TASK STATEMENT - Quote exactly the lines spanning from the top of the data below to the line that contains "indicate the hardwood", including both.

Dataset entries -
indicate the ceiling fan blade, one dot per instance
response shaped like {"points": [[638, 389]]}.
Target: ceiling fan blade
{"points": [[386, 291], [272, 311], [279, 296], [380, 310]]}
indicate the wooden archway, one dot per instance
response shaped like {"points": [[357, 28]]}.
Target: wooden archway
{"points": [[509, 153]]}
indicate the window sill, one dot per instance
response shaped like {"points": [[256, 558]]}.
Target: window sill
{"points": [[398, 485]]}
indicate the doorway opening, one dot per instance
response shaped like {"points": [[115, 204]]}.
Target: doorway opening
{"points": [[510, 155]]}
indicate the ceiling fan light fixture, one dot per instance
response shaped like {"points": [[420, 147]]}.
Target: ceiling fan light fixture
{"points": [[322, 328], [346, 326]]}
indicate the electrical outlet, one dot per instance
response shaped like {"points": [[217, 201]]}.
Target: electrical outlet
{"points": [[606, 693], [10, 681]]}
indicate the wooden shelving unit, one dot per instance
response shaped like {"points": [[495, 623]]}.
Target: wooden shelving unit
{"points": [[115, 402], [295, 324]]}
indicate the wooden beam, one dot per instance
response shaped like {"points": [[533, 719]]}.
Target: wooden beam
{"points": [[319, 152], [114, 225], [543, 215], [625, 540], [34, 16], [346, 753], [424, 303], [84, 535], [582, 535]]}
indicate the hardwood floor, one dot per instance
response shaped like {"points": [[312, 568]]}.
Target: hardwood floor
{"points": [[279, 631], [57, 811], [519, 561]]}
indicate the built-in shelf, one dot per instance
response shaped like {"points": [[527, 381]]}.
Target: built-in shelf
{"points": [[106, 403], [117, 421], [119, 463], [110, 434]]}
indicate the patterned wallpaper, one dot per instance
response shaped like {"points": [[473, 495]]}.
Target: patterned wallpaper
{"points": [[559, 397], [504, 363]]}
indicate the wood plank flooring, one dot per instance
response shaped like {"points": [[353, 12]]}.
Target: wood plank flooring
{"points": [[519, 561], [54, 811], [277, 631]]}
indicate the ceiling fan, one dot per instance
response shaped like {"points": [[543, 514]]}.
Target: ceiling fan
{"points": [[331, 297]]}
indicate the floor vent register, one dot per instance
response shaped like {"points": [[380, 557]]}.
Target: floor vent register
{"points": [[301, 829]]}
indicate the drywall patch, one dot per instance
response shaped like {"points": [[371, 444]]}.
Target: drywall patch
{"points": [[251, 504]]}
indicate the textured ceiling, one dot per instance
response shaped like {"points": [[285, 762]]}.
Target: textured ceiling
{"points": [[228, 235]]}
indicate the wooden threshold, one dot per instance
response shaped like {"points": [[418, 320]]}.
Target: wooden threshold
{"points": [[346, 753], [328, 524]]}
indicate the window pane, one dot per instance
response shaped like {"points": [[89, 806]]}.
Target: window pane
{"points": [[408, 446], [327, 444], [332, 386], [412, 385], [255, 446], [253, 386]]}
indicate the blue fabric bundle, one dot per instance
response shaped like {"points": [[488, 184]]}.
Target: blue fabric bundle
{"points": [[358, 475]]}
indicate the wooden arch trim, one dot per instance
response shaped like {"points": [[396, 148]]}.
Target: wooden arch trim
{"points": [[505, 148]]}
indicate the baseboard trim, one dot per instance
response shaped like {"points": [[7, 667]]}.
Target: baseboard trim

FINISHED EXERCISE -
indicate the ceiling fan blade, one dot per instance
response shaped like {"points": [[638, 389]]}.
Target: ceiling fan blade
{"points": [[386, 291], [272, 311], [279, 296], [380, 310]]}
indicate the wooden archway, one dot per instance
response shaped like {"points": [[357, 28]]}.
Target: wooden archway
{"points": [[509, 153]]}
indicate the window sill, one dot per instance
response shaped like {"points": [[256, 558]]}.
Target: window sill
{"points": [[398, 485]]}
indicate the doorway opening, one dot per instance
response shaped like {"points": [[115, 204]]}.
Target: doorway opening
{"points": [[510, 155]]}
indicate the ceiling fan light fixture, one dot per instance
response shaped like {"points": [[420, 147]]}.
Target: ceiling fan light fixture
{"points": [[322, 328], [346, 326]]}
indicate the electrical outlet, one dot per instance
response shaped like {"points": [[217, 201]]}.
Target: electrical outlet
{"points": [[606, 693], [10, 681]]}
indicate the wooden shelving unit, one dot per instance
response shaped like {"points": [[495, 623]]}.
Target: wooden shelving unit
{"points": [[115, 402], [295, 324]]}
indicate the wooden beam, one dot per instance
response shaped like {"points": [[533, 719]]}.
Target: wooden beam
{"points": [[319, 152], [114, 225], [543, 215], [625, 540], [34, 16], [346, 753], [424, 303], [84, 535], [582, 535]]}
indicate the hardwood floor, one dot per instance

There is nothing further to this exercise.